◆ Problem to work on
Arrange the rows below as a JSON list of strings, one string per line, leaving out any blank lines.

Position annotation records:

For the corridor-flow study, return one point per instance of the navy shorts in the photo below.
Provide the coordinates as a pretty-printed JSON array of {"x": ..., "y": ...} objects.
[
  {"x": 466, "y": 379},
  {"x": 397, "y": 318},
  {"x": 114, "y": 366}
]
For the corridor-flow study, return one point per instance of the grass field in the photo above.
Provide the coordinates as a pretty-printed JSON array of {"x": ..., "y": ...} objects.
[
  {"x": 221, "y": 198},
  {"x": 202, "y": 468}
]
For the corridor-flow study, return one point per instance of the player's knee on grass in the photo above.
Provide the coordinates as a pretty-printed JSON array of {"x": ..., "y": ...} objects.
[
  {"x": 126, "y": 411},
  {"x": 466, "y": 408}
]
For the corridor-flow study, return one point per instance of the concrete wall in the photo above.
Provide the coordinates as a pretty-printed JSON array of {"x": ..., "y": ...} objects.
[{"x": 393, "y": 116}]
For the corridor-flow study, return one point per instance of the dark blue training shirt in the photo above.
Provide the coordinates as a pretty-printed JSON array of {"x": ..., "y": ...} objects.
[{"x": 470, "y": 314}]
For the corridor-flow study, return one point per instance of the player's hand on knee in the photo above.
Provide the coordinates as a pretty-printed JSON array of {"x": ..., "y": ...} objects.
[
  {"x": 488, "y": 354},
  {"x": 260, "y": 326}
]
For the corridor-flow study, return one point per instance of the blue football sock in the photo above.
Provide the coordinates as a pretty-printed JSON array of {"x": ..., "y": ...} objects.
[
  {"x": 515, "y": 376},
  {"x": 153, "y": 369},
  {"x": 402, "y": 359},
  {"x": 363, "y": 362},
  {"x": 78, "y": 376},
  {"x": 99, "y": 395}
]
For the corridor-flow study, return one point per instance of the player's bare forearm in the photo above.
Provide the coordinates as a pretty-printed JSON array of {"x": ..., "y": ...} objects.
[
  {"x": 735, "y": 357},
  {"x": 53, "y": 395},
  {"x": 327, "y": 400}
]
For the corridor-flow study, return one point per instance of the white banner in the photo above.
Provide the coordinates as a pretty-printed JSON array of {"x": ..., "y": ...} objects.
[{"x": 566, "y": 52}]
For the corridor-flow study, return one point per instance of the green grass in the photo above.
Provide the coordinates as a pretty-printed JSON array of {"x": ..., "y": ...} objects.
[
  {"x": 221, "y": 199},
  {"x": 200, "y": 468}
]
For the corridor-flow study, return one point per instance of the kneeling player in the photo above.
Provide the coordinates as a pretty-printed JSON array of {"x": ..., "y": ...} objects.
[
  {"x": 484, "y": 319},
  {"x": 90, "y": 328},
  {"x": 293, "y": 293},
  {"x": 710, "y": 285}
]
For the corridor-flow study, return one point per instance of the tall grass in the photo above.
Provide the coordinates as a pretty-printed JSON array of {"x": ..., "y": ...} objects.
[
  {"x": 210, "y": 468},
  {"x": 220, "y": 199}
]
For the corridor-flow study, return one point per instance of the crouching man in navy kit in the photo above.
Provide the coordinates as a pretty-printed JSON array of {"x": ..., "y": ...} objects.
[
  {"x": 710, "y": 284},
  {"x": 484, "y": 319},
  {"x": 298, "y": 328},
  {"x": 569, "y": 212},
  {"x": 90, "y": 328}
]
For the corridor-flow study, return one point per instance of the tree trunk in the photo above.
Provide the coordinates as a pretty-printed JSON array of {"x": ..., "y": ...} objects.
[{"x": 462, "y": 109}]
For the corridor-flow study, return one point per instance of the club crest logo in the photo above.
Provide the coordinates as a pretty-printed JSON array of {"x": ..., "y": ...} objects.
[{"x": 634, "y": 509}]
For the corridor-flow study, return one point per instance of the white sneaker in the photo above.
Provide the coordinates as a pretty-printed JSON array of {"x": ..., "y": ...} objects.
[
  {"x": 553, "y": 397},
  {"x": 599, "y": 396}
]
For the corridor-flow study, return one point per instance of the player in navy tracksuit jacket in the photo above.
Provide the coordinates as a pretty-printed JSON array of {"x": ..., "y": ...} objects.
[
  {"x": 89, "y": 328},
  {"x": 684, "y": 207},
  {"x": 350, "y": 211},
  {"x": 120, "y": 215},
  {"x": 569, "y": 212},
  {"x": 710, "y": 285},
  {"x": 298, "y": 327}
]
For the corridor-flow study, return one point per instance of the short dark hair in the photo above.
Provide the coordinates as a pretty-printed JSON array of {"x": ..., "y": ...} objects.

◆ Problem solution
[
  "For the corridor-flow study, return one point per instance of the navy shorts in the photo below.",
  "Provide the coordinates as a pretty-printed JSON array of {\"x\": ..., \"y\": ...} objects.",
  "[",
  "  {\"x\": 466, \"y\": 379},",
  "  {\"x\": 397, \"y\": 318},",
  "  {\"x\": 114, \"y\": 366}",
  "]",
  "For the corridor-flow study, return one point per instance of the grass field in the photo above.",
  "Provide the coordinates as a pretty-printed JSON array of {\"x\": ..., \"y\": ...} objects.",
  "[",
  "  {\"x\": 221, \"y\": 198},",
  "  {\"x\": 202, \"y\": 468}",
  "]",
  "For the corridor-flow study, return one point per instance of the player's knee on grass in the photo above.",
  "Provide the coordinates as a pretty-printed JSON array of {\"x\": ..., \"y\": ...} objects.",
  "[",
  "  {\"x\": 126, \"y\": 411},",
  "  {\"x\": 466, \"y\": 408}",
  "]",
  "For the corridor-flow study, return one point per instance of the concrete wall in the photo above.",
  "Provide the coordinates as a pretty-printed JSON array of {\"x\": ..., \"y\": ...} objects.",
  "[{\"x\": 393, \"y\": 116}]",
  "For the corridor-flow study, return one point per instance of the dark blue training shirt in the photo above.",
  "Provide the coordinates as a pretty-printed JSON array of {\"x\": ..., \"y\": ...} objects.",
  "[{\"x\": 470, \"y\": 314}]",
  "For the corridor-flow study, return one point per instance of the player's hand on knee in the photo above.",
  "Provide the coordinates as a pretty-printed JSON array of {\"x\": ..., \"y\": ...} objects.",
  "[",
  "  {\"x\": 488, \"y\": 354},",
  "  {\"x\": 260, \"y\": 326}",
  "]",
  "For the corridor-flow study, return one point per instance of the blue football sock in the photo above.",
  "Provide the coordinates as a pretty-printed JSON array of {\"x\": ..., \"y\": ...} objects.",
  "[",
  "  {\"x\": 515, \"y\": 376},",
  "  {\"x\": 153, \"y\": 369},",
  "  {\"x\": 402, \"y\": 359},",
  "  {\"x\": 363, \"y\": 362},",
  "  {\"x\": 78, \"y\": 376},",
  "  {\"x\": 99, \"y\": 395}",
  "]",
  "For the corridor-flow study, return one point per instance of the player's bare forearm in the photo above.",
  "Provide the coordinates as a pretty-printed JSON array of {\"x\": ..., \"y\": ...} objects.",
  "[",
  "  {\"x\": 735, \"y\": 357},",
  "  {\"x\": 53, \"y\": 395},",
  "  {\"x\": 327, \"y\": 400}",
  "]",
  "For the corridor-flow study, return one point per instance of the white banner in the photo above.",
  "Provide the coordinates as a pretty-printed JSON array of {\"x\": ..., \"y\": ...} objects.",
  "[{\"x\": 566, \"y\": 52}]",
  "For the corridor-flow study, return one point per instance of the green grass in the photo above.",
  "Provide the coordinates as a pretty-printed JSON array of {\"x\": ..., \"y\": ...} objects.",
  "[",
  "  {\"x\": 221, \"y\": 199},",
  "  {\"x\": 200, \"y\": 468}",
  "]",
  "For the corridor-flow study, return one point per instance of the kneeling player in the photo above.",
  "Provide the coordinates as a pretty-printed JSON array of {\"x\": ..., \"y\": ...} objects.",
  "[",
  "  {\"x\": 484, \"y\": 319},",
  "  {\"x\": 90, \"y\": 328},",
  "  {\"x\": 293, \"y\": 293},",
  "  {\"x\": 710, \"y\": 285}",
  "]",
  "For the corridor-flow study, return one point per instance of the tall grass in the photo above.",
  "Provide the coordinates as a pretty-printed JSON array of {\"x\": ..., \"y\": ...} objects.",
  "[",
  "  {\"x\": 210, \"y\": 468},",
  "  {\"x\": 220, \"y\": 199}",
  "]",
  "For the corridor-flow study, return one point per instance of the crouching man in navy kit in the photo above.",
  "Provide the coordinates as a pretty-printed JSON array of {\"x\": ..., \"y\": ...} objects.",
  "[",
  "  {\"x\": 710, \"y\": 284},",
  "  {\"x\": 484, \"y\": 319},",
  "  {\"x\": 298, \"y\": 328},",
  "  {\"x\": 569, \"y\": 212},",
  "  {\"x\": 90, \"y\": 328}",
  "]",
  "For the corridor-flow study, return one point per instance of the tree trunk in the photo above.",
  "Provide the coordinates as a pretty-printed JSON array of {\"x\": ..., \"y\": ...} objects.",
  "[{\"x\": 462, \"y\": 109}]",
  "For the corridor-flow study, return one point per instance of the club crest logo in the photo above.",
  "Provide the coordinates as a pretty-printed JSON array of {\"x\": ..., \"y\": ...} objects.",
  "[{\"x\": 634, \"y\": 509}]",
  "For the corridor-flow study, return one point per instance of the white sneaker in the photo above.",
  "Provide the coordinates as a pretty-printed JSON array of {\"x\": ..., \"y\": ...} objects.",
  "[",
  "  {\"x\": 553, \"y\": 397},",
  "  {\"x\": 599, \"y\": 396}",
  "]",
  "For the corridor-flow study, return one point per instance of the player in navy tracksuit jacket in the photo above.",
  "Provide the coordinates as a pretty-printed JSON array of {\"x\": ..., \"y\": ...} objects.",
  "[",
  "  {\"x\": 89, \"y\": 328},",
  "  {\"x\": 684, \"y\": 207},",
  "  {\"x\": 350, \"y\": 211},",
  "  {\"x\": 120, \"y\": 215},",
  "  {\"x\": 569, \"y\": 212},",
  "  {\"x\": 710, \"y\": 285},",
  "  {\"x\": 298, \"y\": 327}",
  "]",
  "For the corridor-flow study, return one point per instance of the short dark hair in the photo above.",
  "Provide the coordinates as a pretty-printed JSON array of {\"x\": ..., \"y\": ...} objects."
]